>> begin Provided entries

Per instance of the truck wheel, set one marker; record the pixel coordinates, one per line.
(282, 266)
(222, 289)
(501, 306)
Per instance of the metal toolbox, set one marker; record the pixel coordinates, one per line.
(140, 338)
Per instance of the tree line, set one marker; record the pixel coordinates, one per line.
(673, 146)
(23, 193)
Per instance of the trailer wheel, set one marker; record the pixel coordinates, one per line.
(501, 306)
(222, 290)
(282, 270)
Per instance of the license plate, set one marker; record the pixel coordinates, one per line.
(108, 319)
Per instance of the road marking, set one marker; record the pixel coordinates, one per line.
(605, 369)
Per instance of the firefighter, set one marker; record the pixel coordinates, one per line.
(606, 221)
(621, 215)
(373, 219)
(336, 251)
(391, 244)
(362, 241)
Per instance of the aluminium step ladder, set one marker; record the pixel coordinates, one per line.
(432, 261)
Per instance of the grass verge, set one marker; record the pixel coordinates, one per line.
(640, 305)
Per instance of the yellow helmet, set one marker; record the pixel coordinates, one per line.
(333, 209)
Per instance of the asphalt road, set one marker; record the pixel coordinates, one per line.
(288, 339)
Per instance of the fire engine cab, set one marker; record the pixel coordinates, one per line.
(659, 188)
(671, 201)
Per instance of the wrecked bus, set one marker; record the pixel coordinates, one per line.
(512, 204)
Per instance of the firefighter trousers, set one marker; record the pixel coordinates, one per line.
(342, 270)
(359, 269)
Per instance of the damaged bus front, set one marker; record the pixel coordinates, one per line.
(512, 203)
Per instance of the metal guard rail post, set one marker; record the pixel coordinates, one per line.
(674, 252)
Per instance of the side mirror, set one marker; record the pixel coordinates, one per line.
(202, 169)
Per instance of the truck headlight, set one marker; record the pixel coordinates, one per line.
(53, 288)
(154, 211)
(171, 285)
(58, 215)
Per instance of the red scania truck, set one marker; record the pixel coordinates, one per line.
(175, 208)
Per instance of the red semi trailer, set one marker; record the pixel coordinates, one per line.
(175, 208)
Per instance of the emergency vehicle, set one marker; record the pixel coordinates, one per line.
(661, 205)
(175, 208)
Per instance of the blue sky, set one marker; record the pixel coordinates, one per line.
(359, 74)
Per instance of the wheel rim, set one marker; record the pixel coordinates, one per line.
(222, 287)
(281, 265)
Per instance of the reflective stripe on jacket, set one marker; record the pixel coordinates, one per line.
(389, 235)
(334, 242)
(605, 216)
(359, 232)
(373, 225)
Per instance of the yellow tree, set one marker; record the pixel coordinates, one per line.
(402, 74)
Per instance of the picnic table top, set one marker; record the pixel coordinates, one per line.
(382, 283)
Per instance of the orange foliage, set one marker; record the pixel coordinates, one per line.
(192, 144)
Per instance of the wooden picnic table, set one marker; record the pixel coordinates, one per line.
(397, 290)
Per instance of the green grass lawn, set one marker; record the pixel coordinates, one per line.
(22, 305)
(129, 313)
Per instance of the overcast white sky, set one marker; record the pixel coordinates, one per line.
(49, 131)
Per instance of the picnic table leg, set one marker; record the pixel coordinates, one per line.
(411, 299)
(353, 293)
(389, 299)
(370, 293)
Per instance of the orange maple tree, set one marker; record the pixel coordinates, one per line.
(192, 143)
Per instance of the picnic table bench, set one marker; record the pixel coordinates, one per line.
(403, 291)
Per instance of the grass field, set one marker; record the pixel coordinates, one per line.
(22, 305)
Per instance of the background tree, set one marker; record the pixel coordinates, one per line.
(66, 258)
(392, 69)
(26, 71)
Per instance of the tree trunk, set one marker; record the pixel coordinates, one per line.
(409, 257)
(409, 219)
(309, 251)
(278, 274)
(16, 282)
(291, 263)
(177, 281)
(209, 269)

>> end Provided entries

■ Goal ■
Using the data above, print every record exactly as shown.

■ Written answer ■
Per instance of the truck wheel, set one marker; record the pixel coordinates, one per line.
(282, 266)
(222, 289)
(501, 306)
Per instance of the metal toolbox, set one marker; record the pixel coordinates, one per line.
(140, 338)
Per instance of the tree line, set one marker; record the pixel coordinates, one per line.
(673, 146)
(23, 193)
Per instance of the trailer wheel, set one marker; record the pixel coordinates, one per line.
(501, 306)
(222, 290)
(282, 270)
Per instance of the license plate, set one marker; record the pixel coordinates, one per line.
(108, 319)
Per instance of the road marking, set one marker; record the pixel coordinates, one per line.
(605, 369)
Per instance of the firefighter, set one marker; record the pixel coordinates, one per line.
(606, 221)
(621, 215)
(373, 219)
(336, 251)
(391, 244)
(362, 241)
Per instance of the aluminium step ladder, set one marker; record the pixel coordinates, one per line.
(432, 261)
Per instance of the grass verge, set one marker; record the pixel coordinates, one per line.
(640, 305)
Per instance of the yellow helmet, set one marker; record the pixel coordinates, one per line.
(333, 209)
Per instance of the asphalt road, set one marker; record the pixel coordinates, one per line.
(288, 339)
Per instance of the fire engine cab, set one marker; record the pixel coordinates, one per line.
(659, 188)
(671, 201)
Per instance of the wrecked bus, set one marker; record the pixel coordinates, one per line.
(512, 204)
Per instance of the firefighter trousers, set one marker; record the pixel coordinates, one per line.
(342, 270)
(359, 269)
Per instance of the damaged bus front, set one marker; record the pixel coordinates, one per line.
(512, 203)
Per instance of the metal guard rail post, set one marker; record the pixel coordinates, one per line.
(674, 252)
Per instance of the side mirror, set one marker; record the pixel coordinates, one per line.
(202, 169)
Per instance of the truck headlight, set one marker; record the pixel coordinates, one per line.
(53, 288)
(154, 211)
(171, 285)
(58, 215)
Per instance of the red scania truck, set one marker; record the pixel coordinates, one per line.
(175, 208)
Per instance of the red semi trailer, set one marker; record the pixel coordinates, one per line.
(175, 208)
Per instance of the emergency vehicle, set one marker; record the pixel coordinates, one per line.
(661, 205)
(175, 208)
Per instance of the blue sky, set one marker; record the pixel coordinates, one per line.
(359, 74)
Per instance of the wheel rim, set one marker; record the pixel coordinates, one per line.
(222, 287)
(281, 265)
Per instance of the reflective stripe on jacket, set one marker; record the pixel coordinates, one per line.
(389, 235)
(334, 242)
(605, 216)
(359, 232)
(373, 225)
Per instance of the yellow tree, set one marker; record the pixel coordinates, one per line.
(402, 74)
Per instance of the picnic table top, set one marker; record the pixel coordinates, one per line.
(382, 283)
Per instance of the orange foliage, set one marker; record the pixel coordinates, one per line.
(192, 144)
Per instance of the wooden picnic table, set one marker; record the pixel coordinates, one per line.
(397, 290)
Per instance of the green grass lawn, set one marker; record the pixel coordinates, one per line.
(22, 305)
(129, 313)
Per instance of the overcast white sky, set one marker; record the pixel coordinates, one per line.
(49, 131)
Per instance of the picnic table leg, set one marker; record the pixel coordinates, one per line.
(411, 299)
(353, 293)
(389, 299)
(370, 293)
Per instance of the orange maple tree, set one marker; record the pixel coordinates, one per line.
(192, 143)
Per instance of the picnic table bench, set one marker; record the pixel coordinates, one per line.
(403, 291)
Per instance of the grass field, set one marker; record the pixel coordinates, one per line.
(22, 305)
Per instance of the background tree, set one marker; record the pixel coordinates, one per line.
(66, 258)
(392, 69)
(26, 71)
Per instance of the tree trunk, set one marker; record the pixel coordinates, one per line.
(409, 257)
(409, 219)
(309, 251)
(278, 274)
(16, 282)
(291, 263)
(177, 281)
(209, 269)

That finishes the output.